## WORK TO COMPLETE:
Give back, character for character, the line that includes "Place a marker on the railing" and all lines beneath it in the data.

Source records:
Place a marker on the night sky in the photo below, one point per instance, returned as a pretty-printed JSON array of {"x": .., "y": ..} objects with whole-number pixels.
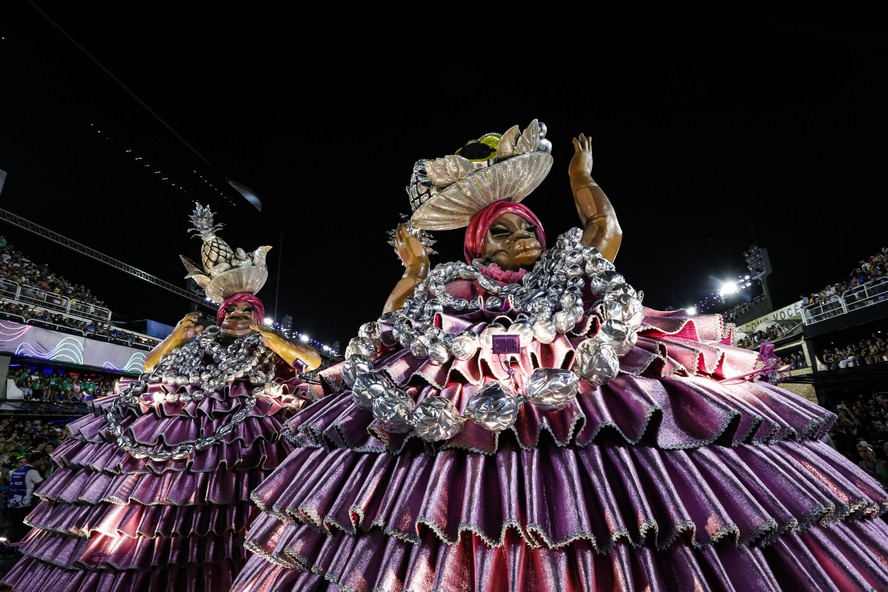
[{"x": 710, "y": 134}]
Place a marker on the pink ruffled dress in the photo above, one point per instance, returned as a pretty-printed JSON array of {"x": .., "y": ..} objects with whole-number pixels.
[
  {"x": 154, "y": 495},
  {"x": 683, "y": 471}
]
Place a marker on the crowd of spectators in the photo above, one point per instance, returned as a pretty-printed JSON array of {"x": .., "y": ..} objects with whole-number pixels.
[
  {"x": 57, "y": 321},
  {"x": 876, "y": 266},
  {"x": 20, "y": 438},
  {"x": 18, "y": 268},
  {"x": 862, "y": 352},
  {"x": 38, "y": 281},
  {"x": 861, "y": 432},
  {"x": 61, "y": 386}
]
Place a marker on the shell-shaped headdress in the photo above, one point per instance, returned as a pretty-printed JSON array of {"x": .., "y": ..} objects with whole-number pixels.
[
  {"x": 224, "y": 271},
  {"x": 446, "y": 192}
]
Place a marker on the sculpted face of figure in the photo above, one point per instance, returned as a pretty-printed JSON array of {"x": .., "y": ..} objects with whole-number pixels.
[
  {"x": 237, "y": 320},
  {"x": 511, "y": 242}
]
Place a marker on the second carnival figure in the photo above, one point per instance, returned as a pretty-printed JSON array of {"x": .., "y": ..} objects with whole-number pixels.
[
  {"x": 520, "y": 421},
  {"x": 152, "y": 490}
]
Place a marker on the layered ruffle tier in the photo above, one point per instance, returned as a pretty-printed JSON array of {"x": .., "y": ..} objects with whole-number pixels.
[
  {"x": 684, "y": 472},
  {"x": 110, "y": 520}
]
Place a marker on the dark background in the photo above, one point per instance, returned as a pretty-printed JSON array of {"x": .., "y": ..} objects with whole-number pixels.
[{"x": 711, "y": 132}]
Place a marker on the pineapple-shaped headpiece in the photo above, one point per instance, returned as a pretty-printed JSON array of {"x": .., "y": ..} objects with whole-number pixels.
[{"x": 226, "y": 271}]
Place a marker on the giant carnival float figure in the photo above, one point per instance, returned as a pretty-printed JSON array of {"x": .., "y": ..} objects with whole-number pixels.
[
  {"x": 520, "y": 421},
  {"x": 153, "y": 487}
]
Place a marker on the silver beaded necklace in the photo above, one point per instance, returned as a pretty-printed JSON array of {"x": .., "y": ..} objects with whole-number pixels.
[{"x": 206, "y": 364}]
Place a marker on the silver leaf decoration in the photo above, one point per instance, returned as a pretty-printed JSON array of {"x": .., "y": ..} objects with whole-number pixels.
[
  {"x": 368, "y": 386},
  {"x": 465, "y": 345},
  {"x": 436, "y": 419},
  {"x": 393, "y": 410},
  {"x": 596, "y": 361},
  {"x": 353, "y": 366},
  {"x": 544, "y": 331},
  {"x": 493, "y": 408},
  {"x": 552, "y": 388},
  {"x": 618, "y": 336}
]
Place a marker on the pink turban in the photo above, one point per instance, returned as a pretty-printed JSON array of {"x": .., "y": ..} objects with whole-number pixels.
[
  {"x": 258, "y": 307},
  {"x": 473, "y": 246}
]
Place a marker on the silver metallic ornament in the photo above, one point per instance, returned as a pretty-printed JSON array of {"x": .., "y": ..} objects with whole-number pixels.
[
  {"x": 465, "y": 345},
  {"x": 596, "y": 361},
  {"x": 493, "y": 408},
  {"x": 393, "y": 409},
  {"x": 435, "y": 418},
  {"x": 618, "y": 336},
  {"x": 552, "y": 388}
]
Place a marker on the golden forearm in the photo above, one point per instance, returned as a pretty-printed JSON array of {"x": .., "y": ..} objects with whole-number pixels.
[
  {"x": 290, "y": 351},
  {"x": 601, "y": 227}
]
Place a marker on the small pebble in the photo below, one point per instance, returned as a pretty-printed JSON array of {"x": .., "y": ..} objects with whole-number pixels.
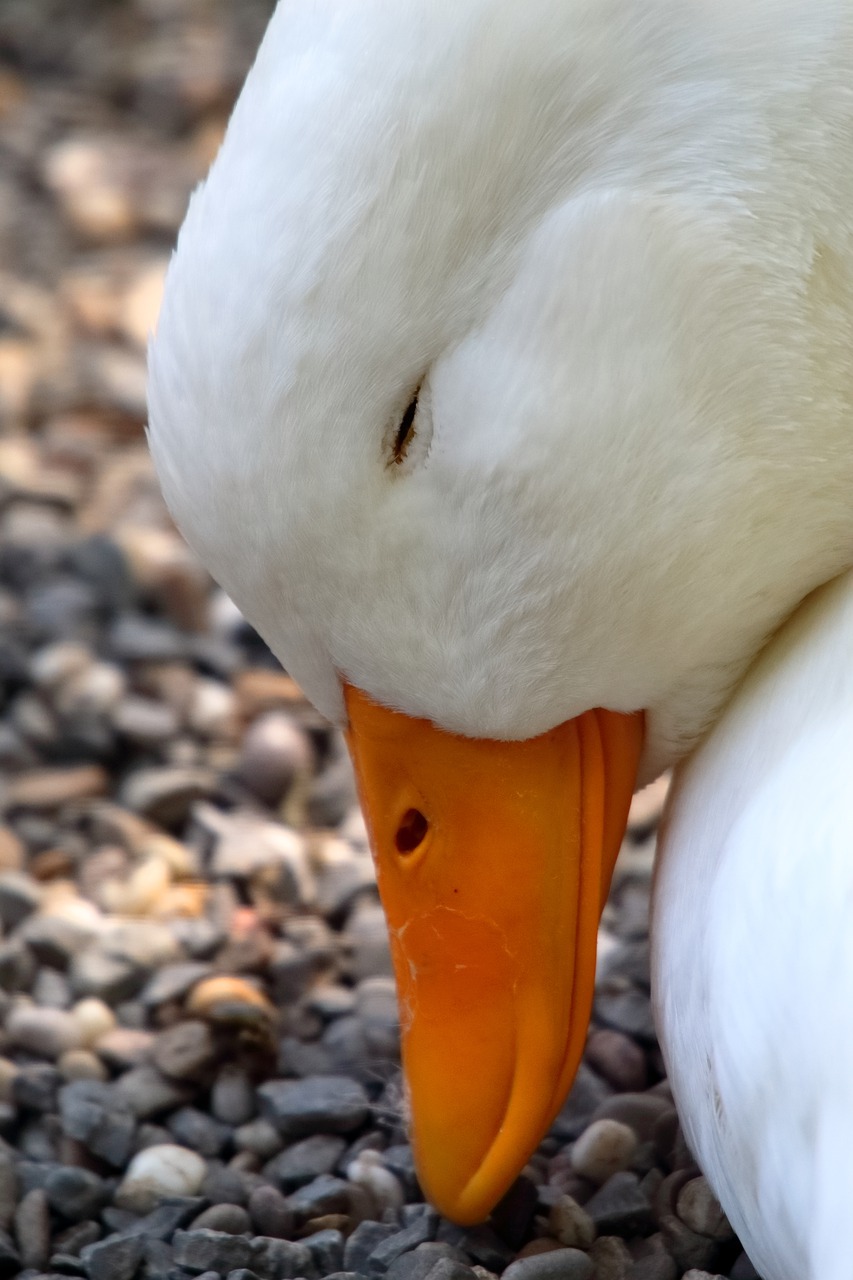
[
  {"x": 158, "y": 1171},
  {"x": 602, "y": 1150},
  {"x": 557, "y": 1265}
]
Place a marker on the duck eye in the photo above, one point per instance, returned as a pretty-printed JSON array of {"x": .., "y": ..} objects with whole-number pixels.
[
  {"x": 405, "y": 432},
  {"x": 411, "y": 831}
]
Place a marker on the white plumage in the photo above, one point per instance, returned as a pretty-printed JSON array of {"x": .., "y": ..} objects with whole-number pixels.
[{"x": 611, "y": 245}]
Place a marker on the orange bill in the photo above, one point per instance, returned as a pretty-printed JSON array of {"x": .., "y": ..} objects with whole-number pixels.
[{"x": 493, "y": 862}]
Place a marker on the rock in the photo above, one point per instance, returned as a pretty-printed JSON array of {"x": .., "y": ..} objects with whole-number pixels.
[
  {"x": 12, "y": 850},
  {"x": 108, "y": 977},
  {"x": 653, "y": 1266},
  {"x": 620, "y": 1207},
  {"x": 617, "y": 1057},
  {"x": 94, "y": 1019},
  {"x": 35, "y": 1087},
  {"x": 231, "y": 1219},
  {"x": 261, "y": 1139},
  {"x": 369, "y": 1171},
  {"x": 97, "y": 1116},
  {"x": 19, "y": 897},
  {"x": 570, "y": 1224},
  {"x": 81, "y": 1064},
  {"x": 331, "y": 1104},
  {"x": 272, "y": 1258},
  {"x": 32, "y": 1229},
  {"x": 8, "y": 1188},
  {"x": 185, "y": 1051},
  {"x": 324, "y": 1194},
  {"x": 50, "y": 789},
  {"x": 698, "y": 1208},
  {"x": 211, "y": 1251},
  {"x": 557, "y": 1265},
  {"x": 393, "y": 1247},
  {"x": 639, "y": 1111},
  {"x": 44, "y": 1032},
  {"x": 603, "y": 1148},
  {"x": 76, "y": 1193},
  {"x": 625, "y": 1009},
  {"x": 232, "y": 1098},
  {"x": 167, "y": 794},
  {"x": 231, "y": 1001},
  {"x": 114, "y": 1258},
  {"x": 365, "y": 1238},
  {"x": 158, "y": 1171},
  {"x": 173, "y": 982},
  {"x": 200, "y": 1132},
  {"x": 269, "y": 1212},
  {"x": 325, "y": 1248},
  {"x": 366, "y": 936},
  {"x": 273, "y": 753}
]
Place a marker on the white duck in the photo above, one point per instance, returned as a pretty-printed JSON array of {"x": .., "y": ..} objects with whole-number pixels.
[{"x": 505, "y": 375}]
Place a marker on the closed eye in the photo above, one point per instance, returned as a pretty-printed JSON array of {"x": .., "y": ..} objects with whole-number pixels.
[{"x": 405, "y": 432}]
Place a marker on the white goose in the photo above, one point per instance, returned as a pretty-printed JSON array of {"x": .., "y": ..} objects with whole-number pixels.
[{"x": 505, "y": 374}]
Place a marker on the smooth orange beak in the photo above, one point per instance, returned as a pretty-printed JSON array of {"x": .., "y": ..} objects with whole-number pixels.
[{"x": 493, "y": 862}]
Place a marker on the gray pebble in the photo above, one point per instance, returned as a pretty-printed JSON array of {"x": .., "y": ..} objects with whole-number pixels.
[
  {"x": 227, "y": 1187},
  {"x": 420, "y": 1262},
  {"x": 620, "y": 1207},
  {"x": 19, "y": 896},
  {"x": 92, "y": 1114},
  {"x": 231, "y": 1219},
  {"x": 77, "y": 1237},
  {"x": 365, "y": 1238},
  {"x": 639, "y": 1111},
  {"x": 173, "y": 982},
  {"x": 36, "y": 1086},
  {"x": 479, "y": 1243},
  {"x": 653, "y": 1266},
  {"x": 114, "y": 1258},
  {"x": 273, "y": 752},
  {"x": 325, "y": 1194},
  {"x": 305, "y": 1161},
  {"x": 109, "y": 977},
  {"x": 270, "y": 1214},
  {"x": 699, "y": 1208},
  {"x": 8, "y": 1188},
  {"x": 260, "y": 1138},
  {"x": 272, "y": 1258},
  {"x": 150, "y": 1093},
  {"x": 448, "y": 1269},
  {"x": 9, "y": 1260},
  {"x": 557, "y": 1265},
  {"x": 197, "y": 1130},
  {"x": 419, "y": 1232},
  {"x": 32, "y": 1229},
  {"x": 232, "y": 1098},
  {"x": 333, "y": 1104},
  {"x": 211, "y": 1251},
  {"x": 327, "y": 1249},
  {"x": 625, "y": 1008},
  {"x": 76, "y": 1193},
  {"x": 185, "y": 1051},
  {"x": 55, "y": 941},
  {"x": 366, "y": 936}
]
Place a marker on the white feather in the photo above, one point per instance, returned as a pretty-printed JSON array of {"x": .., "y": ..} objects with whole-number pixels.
[{"x": 611, "y": 241}]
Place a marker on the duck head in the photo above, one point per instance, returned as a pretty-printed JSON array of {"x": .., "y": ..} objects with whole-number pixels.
[{"x": 480, "y": 387}]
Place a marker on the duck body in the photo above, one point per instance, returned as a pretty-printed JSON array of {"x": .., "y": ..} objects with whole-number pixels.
[
  {"x": 753, "y": 951},
  {"x": 503, "y": 380}
]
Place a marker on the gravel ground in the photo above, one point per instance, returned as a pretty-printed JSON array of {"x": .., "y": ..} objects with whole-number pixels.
[{"x": 199, "y": 1057}]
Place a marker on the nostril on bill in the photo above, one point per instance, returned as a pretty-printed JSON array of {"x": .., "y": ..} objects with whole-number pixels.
[{"x": 411, "y": 831}]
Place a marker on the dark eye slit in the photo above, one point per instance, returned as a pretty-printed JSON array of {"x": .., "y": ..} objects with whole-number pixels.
[{"x": 406, "y": 430}]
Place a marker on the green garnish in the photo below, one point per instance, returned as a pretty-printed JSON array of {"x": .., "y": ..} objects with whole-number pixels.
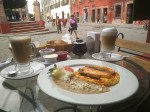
[{"x": 52, "y": 69}]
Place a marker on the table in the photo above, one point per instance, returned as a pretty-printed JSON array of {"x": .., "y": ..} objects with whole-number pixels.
[{"x": 32, "y": 98}]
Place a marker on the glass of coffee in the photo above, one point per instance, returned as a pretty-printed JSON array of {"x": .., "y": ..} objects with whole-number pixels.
[
  {"x": 108, "y": 39},
  {"x": 23, "y": 51}
]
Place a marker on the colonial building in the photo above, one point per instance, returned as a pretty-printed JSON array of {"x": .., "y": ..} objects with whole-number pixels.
[
  {"x": 108, "y": 11},
  {"x": 53, "y": 8}
]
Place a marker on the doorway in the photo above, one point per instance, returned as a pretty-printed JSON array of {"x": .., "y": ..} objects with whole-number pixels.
[
  {"x": 129, "y": 13},
  {"x": 105, "y": 15},
  {"x": 93, "y": 15}
]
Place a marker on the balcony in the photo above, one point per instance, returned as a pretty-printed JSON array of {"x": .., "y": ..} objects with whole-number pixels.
[
  {"x": 80, "y": 1},
  {"x": 52, "y": 6},
  {"x": 64, "y": 2},
  {"x": 57, "y": 4},
  {"x": 73, "y": 2},
  {"x": 91, "y": 0}
]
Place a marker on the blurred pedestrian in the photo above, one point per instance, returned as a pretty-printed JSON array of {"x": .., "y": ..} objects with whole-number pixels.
[
  {"x": 98, "y": 18},
  {"x": 73, "y": 25},
  {"x": 58, "y": 24},
  {"x": 53, "y": 22},
  {"x": 64, "y": 22}
]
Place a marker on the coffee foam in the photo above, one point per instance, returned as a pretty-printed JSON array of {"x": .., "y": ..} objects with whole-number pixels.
[
  {"x": 20, "y": 38},
  {"x": 109, "y": 32}
]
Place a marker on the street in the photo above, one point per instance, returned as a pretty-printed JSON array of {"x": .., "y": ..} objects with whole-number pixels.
[{"x": 131, "y": 32}]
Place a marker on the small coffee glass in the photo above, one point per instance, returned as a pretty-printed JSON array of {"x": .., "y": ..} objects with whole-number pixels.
[
  {"x": 23, "y": 52},
  {"x": 108, "y": 39}
]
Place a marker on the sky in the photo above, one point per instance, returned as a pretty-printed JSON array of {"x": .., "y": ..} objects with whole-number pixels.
[{"x": 30, "y": 5}]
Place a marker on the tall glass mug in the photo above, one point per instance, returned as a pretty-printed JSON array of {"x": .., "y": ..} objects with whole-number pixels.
[
  {"x": 108, "y": 39},
  {"x": 23, "y": 51}
]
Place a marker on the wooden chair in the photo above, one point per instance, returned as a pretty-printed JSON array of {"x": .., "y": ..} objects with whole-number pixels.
[{"x": 140, "y": 52}]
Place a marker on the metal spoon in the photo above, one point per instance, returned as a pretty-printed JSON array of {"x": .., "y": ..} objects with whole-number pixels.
[{"x": 13, "y": 72}]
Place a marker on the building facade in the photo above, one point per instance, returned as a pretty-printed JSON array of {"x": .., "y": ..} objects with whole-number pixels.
[
  {"x": 107, "y": 11},
  {"x": 53, "y": 8}
]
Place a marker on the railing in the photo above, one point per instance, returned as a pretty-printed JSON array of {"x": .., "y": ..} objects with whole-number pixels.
[
  {"x": 52, "y": 6},
  {"x": 80, "y": 1},
  {"x": 57, "y": 4},
  {"x": 73, "y": 2},
  {"x": 64, "y": 2},
  {"x": 91, "y": 0}
]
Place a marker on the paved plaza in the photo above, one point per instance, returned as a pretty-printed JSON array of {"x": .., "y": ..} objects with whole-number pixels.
[
  {"x": 46, "y": 103},
  {"x": 131, "y": 32}
]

## ANSWER BOX:
Place a marker on the railing in the photo above, one point per instance, returned as a pretty-printed JSON array of {"x": .., "y": ..} objects with whole-number pixels.
[
  {"x": 52, "y": 6},
  {"x": 80, "y": 1},
  {"x": 57, "y": 4},
  {"x": 73, "y": 2},
  {"x": 64, "y": 2},
  {"x": 91, "y": 0}
]
Place a marker on the paved plaza in the photo above, one point per instance, returned as a pretty-printed JSON array of {"x": .., "y": ..} objects with whole-number pixels.
[
  {"x": 46, "y": 103},
  {"x": 131, "y": 32}
]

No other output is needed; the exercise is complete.